- **STORED DATA**
== Segment start ==

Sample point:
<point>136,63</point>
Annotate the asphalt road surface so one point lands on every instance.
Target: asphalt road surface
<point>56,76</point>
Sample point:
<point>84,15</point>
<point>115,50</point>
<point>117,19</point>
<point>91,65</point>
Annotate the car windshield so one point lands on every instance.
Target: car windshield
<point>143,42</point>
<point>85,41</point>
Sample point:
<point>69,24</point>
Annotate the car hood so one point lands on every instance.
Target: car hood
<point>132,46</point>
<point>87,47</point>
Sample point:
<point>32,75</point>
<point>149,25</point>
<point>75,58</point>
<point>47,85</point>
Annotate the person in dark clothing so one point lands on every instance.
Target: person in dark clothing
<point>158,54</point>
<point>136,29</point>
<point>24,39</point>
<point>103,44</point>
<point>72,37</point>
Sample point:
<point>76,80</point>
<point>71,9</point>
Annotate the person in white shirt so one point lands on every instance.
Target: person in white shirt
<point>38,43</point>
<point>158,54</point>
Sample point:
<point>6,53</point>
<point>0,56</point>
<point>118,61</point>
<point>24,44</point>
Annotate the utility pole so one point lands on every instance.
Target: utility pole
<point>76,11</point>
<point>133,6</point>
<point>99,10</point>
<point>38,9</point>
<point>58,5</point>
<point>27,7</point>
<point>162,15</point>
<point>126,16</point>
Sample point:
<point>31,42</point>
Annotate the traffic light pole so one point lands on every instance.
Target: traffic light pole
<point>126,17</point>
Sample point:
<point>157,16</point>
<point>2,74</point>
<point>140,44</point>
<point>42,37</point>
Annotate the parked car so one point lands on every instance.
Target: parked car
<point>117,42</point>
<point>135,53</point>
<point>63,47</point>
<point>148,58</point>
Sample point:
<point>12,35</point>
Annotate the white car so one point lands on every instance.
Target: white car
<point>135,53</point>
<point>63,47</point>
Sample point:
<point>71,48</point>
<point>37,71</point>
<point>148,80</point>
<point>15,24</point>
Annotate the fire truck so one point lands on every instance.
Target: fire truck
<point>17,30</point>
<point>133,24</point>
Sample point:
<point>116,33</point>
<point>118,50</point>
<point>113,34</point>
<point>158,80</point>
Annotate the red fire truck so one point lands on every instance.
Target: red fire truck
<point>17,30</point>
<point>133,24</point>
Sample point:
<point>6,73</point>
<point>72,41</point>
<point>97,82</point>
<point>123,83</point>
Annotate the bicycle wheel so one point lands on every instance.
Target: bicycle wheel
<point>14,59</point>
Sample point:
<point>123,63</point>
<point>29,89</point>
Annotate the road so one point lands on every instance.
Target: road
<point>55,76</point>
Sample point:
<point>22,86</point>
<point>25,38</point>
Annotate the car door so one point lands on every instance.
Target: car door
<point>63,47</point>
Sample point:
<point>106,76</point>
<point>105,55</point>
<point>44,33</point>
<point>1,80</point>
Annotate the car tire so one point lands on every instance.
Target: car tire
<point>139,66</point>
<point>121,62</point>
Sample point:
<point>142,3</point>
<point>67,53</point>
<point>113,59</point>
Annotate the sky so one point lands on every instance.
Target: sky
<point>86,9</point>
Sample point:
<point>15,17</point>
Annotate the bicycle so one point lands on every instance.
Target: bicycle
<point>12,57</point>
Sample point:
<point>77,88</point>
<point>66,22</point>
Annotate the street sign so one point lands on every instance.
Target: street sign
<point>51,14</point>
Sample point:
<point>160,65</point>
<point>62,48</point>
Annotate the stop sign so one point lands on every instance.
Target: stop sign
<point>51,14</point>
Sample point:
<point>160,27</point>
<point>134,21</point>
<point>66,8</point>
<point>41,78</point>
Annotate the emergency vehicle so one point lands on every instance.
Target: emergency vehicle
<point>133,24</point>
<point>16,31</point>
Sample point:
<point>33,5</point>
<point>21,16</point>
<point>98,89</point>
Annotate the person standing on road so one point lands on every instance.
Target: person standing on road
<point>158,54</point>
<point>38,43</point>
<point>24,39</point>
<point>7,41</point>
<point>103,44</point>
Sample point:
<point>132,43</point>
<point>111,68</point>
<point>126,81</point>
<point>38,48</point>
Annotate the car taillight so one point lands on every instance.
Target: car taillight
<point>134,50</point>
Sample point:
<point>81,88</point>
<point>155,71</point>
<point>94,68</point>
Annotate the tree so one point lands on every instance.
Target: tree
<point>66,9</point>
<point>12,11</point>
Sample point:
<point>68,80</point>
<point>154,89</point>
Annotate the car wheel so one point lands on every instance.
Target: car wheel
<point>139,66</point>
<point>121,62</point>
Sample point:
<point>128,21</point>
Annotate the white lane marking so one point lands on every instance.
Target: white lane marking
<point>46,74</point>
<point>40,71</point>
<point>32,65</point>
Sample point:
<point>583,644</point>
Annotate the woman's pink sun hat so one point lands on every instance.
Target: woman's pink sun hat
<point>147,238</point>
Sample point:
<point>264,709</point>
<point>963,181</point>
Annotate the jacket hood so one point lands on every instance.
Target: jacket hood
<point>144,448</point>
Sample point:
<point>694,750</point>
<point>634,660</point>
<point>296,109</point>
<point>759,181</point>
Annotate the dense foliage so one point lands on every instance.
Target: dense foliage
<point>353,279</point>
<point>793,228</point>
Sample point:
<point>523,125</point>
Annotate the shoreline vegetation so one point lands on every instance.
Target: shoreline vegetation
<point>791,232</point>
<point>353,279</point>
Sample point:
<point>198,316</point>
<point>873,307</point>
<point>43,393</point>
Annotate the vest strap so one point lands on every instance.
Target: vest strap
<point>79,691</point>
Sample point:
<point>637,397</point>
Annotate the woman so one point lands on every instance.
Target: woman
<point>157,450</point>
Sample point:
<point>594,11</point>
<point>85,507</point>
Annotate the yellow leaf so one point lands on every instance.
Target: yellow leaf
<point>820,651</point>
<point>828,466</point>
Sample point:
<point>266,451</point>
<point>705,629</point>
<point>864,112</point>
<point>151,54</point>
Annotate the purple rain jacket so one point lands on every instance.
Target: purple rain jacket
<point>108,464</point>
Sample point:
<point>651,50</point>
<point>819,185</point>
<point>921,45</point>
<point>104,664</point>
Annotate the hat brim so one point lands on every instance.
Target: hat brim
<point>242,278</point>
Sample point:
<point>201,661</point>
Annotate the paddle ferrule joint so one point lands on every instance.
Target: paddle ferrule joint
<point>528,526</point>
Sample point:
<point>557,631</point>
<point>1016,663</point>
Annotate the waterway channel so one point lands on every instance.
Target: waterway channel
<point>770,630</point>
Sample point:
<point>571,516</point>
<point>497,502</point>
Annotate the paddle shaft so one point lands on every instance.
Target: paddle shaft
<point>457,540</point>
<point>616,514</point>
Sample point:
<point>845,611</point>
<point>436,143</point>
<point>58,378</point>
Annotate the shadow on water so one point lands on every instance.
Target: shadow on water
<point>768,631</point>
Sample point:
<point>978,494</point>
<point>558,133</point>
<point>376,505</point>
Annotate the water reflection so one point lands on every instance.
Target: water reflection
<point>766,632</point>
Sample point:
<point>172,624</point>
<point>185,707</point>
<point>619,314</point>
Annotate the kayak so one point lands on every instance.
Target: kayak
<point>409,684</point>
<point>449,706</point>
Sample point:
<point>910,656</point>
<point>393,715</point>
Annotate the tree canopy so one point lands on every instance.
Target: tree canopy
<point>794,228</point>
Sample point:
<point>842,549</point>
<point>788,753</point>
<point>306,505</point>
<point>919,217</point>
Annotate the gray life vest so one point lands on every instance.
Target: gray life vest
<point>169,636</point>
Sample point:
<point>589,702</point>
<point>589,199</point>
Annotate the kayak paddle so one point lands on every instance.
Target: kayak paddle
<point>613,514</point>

== Segment end ==

- **EXERCISE BRIEF**
Repeat the material in full. Change nothing.

- **PROBLEM SOLUTION**
Sample point:
<point>136,63</point>
Annotate the asphalt road surface so one point lands on every instance.
Target: asphalt road surface
<point>56,76</point>
Sample point:
<point>84,15</point>
<point>115,50</point>
<point>117,19</point>
<point>91,65</point>
Annotate the car windshield so one point lands on every instance.
Target: car windshield
<point>143,42</point>
<point>85,41</point>
Sample point:
<point>69,24</point>
Annotate the car hood so one point lands on every instance.
Target: car hood
<point>132,46</point>
<point>87,47</point>
Sample point:
<point>32,75</point>
<point>149,25</point>
<point>75,58</point>
<point>47,85</point>
Annotate the person in dark clothing so one point lands on every instance.
Target: person in dark clothing
<point>158,54</point>
<point>136,29</point>
<point>24,39</point>
<point>103,44</point>
<point>72,37</point>
Sample point:
<point>76,80</point>
<point>71,9</point>
Annotate the person in white shirt so one point lands on every instance.
Target: person in white shirt
<point>38,43</point>
<point>158,54</point>
Sample point:
<point>6,53</point>
<point>0,56</point>
<point>118,61</point>
<point>24,44</point>
Annotate the utility pole so one point lands on every instance.
Target: utility pole
<point>76,11</point>
<point>133,6</point>
<point>99,10</point>
<point>38,9</point>
<point>58,5</point>
<point>27,7</point>
<point>162,15</point>
<point>126,16</point>
Sample point:
<point>31,42</point>
Annotate the traffic light pole so one point lands on every instance.
Target: traffic light pole
<point>126,17</point>
Sample point:
<point>157,16</point>
<point>2,74</point>
<point>140,44</point>
<point>42,37</point>
Annotate the parked car so one point lands on every instance.
Target: parked car
<point>117,42</point>
<point>135,53</point>
<point>63,47</point>
<point>148,58</point>
Sample point:
<point>12,35</point>
Annotate the white car so one point lands on every instance.
Target: white car
<point>135,53</point>
<point>63,47</point>
Sample point:
<point>71,48</point>
<point>37,71</point>
<point>148,80</point>
<point>15,24</point>
Annotate the fire truck so one point lands on every instance.
Target: fire truck
<point>17,30</point>
<point>133,24</point>
Sample point:
<point>116,33</point>
<point>118,50</point>
<point>113,34</point>
<point>158,80</point>
Annotate the red fire truck so one point lands on every instance.
Target: red fire truck
<point>17,30</point>
<point>133,24</point>
Sample point:
<point>6,73</point>
<point>72,41</point>
<point>97,82</point>
<point>123,83</point>
Annotate the bicycle wheel so one point lands on every instance.
Target: bicycle wheel
<point>14,59</point>
Sample point:
<point>123,63</point>
<point>29,89</point>
Annotate the road so one point lands on every instance.
Target: road
<point>55,76</point>
Sample point:
<point>22,86</point>
<point>25,38</point>
Annotate the car door so one point lands on every instance.
Target: car door
<point>63,47</point>
Sample point:
<point>106,76</point>
<point>105,55</point>
<point>44,33</point>
<point>1,80</point>
Annotate the car tire so one point lands on every instance.
Target: car tire
<point>139,66</point>
<point>121,62</point>
Sample point:
<point>142,3</point>
<point>67,53</point>
<point>113,59</point>
Annotate the sky so one point lands on every instance.
Target: sky
<point>86,9</point>
Sample point:
<point>15,17</point>
Annotate the bicycle so one point lands on every instance.
Target: bicycle
<point>12,57</point>
Sample point:
<point>77,88</point>
<point>66,22</point>
Annotate the street sign so one point lands on every instance.
Target: street sign
<point>51,14</point>
Sample point:
<point>160,65</point>
<point>62,48</point>
Annotate the stop sign so one point lands on every instance.
Target: stop sign
<point>51,14</point>
Sample point:
<point>160,27</point>
<point>134,21</point>
<point>66,8</point>
<point>41,78</point>
Annotate the emergency vehicle so one point lands on every instance.
Target: emergency vehicle
<point>133,24</point>
<point>16,31</point>
Sample point:
<point>33,5</point>
<point>21,16</point>
<point>98,89</point>
Annotate the person standing on road so one point lands on every instance.
Target: person standing on road
<point>158,54</point>
<point>38,43</point>
<point>24,39</point>
<point>7,41</point>
<point>103,44</point>
Sample point:
<point>132,43</point>
<point>111,68</point>
<point>126,81</point>
<point>38,48</point>
Annotate the car taillight so one point lands on every instance.
Target: car taillight
<point>134,50</point>
Sample point:
<point>81,88</point>
<point>155,71</point>
<point>94,68</point>
Annotate the tree so one point lands on every instance.
Target: tree
<point>66,9</point>
<point>12,11</point>
Sample point:
<point>68,80</point>
<point>154,89</point>
Annotate the car wheel so one point lands on every instance.
Target: car wheel
<point>139,66</point>
<point>121,62</point>
Sample point:
<point>128,21</point>
Annotate the white lane marking so one point lands on every instance.
Target: white lane marking
<point>46,74</point>
<point>40,71</point>
<point>32,65</point>
Sample point:
<point>583,644</point>
Annotate the woman's pink sun hat so one point lands on every instance.
Target: woman's pink sun hat
<point>147,238</point>
Sample point:
<point>264,709</point>
<point>963,181</point>
Annotate the jacket hood so one point lands on every instance.
Target: jacket hood
<point>144,448</point>
Sample point:
<point>694,750</point>
<point>634,660</point>
<point>296,109</point>
<point>759,181</point>
Annotate the dense foliage so one point lands on every instance.
Target: dense foliage
<point>353,279</point>
<point>793,228</point>
Sample point:
<point>523,125</point>
Annotate the shoreline vegetation so one point lands on every instance.
Target: shoreline vegetation
<point>791,232</point>
<point>353,279</point>
Sample point:
<point>198,316</point>
<point>873,307</point>
<point>43,393</point>
Annotate the vest strap so one point lands on every instance.
Target: vest strap
<point>79,691</point>
Sample point:
<point>637,397</point>
Annotate the woman so one point lands on every instance.
Target: woman
<point>157,450</point>
Sample point:
<point>594,11</point>
<point>85,507</point>
Annotate the yellow leaf so one point lands on every instance.
Target: yellow leaf
<point>820,651</point>
<point>828,466</point>
Sample point:
<point>266,451</point>
<point>705,629</point>
<point>864,112</point>
<point>151,54</point>
Annotate the purple rain jacket so one point lands on every instance.
Target: purple rain jacket
<point>108,464</point>
Sample point:
<point>651,50</point>
<point>819,185</point>
<point>921,45</point>
<point>104,664</point>
Annotate the hat brim so one point lands on every instance.
Target: hat brim
<point>242,278</point>
Sample point:
<point>201,661</point>
Annotate the paddle ferrule joint so one point lands on every instance.
Target: paddle ferrule joint
<point>528,526</point>
Sample point:
<point>557,631</point>
<point>1016,663</point>
Annotate the waterway channel so one point lands on every instance.
Target: waterway channel
<point>770,630</point>
Sample point:
<point>571,516</point>
<point>497,502</point>
Annotate the paddle shaft so one point lands on every instance.
Target: paddle shaft
<point>457,540</point>
<point>616,514</point>
Sample point:
<point>845,611</point>
<point>436,143</point>
<point>58,378</point>
Annotate the shadow on water so one point lands on every instance.
Target: shadow on water
<point>768,631</point>
Sample point:
<point>978,494</point>
<point>558,133</point>
<point>376,505</point>
Annotate the water reflection so one point lands on every instance.
Target: water reflection
<point>766,632</point>
Sample point:
<point>172,624</point>
<point>185,707</point>
<point>619,314</point>
Annotate the kayak so one point lands on every instance.
Target: kayak
<point>409,684</point>
<point>449,706</point>
Sample point:
<point>910,656</point>
<point>393,715</point>
Annotate the tree canopy so one point lands on every instance.
Target: tree canopy
<point>794,228</point>
Sample point:
<point>842,549</point>
<point>788,753</point>
<point>306,505</point>
<point>919,217</point>
Annotate the gray life vest so one point lands on every instance.
Target: gray life vest
<point>169,636</point>
Sample point:
<point>589,702</point>
<point>589,199</point>
Annotate the kayak paddle so one point lands on every instance.
Target: kayak paddle
<point>613,514</point>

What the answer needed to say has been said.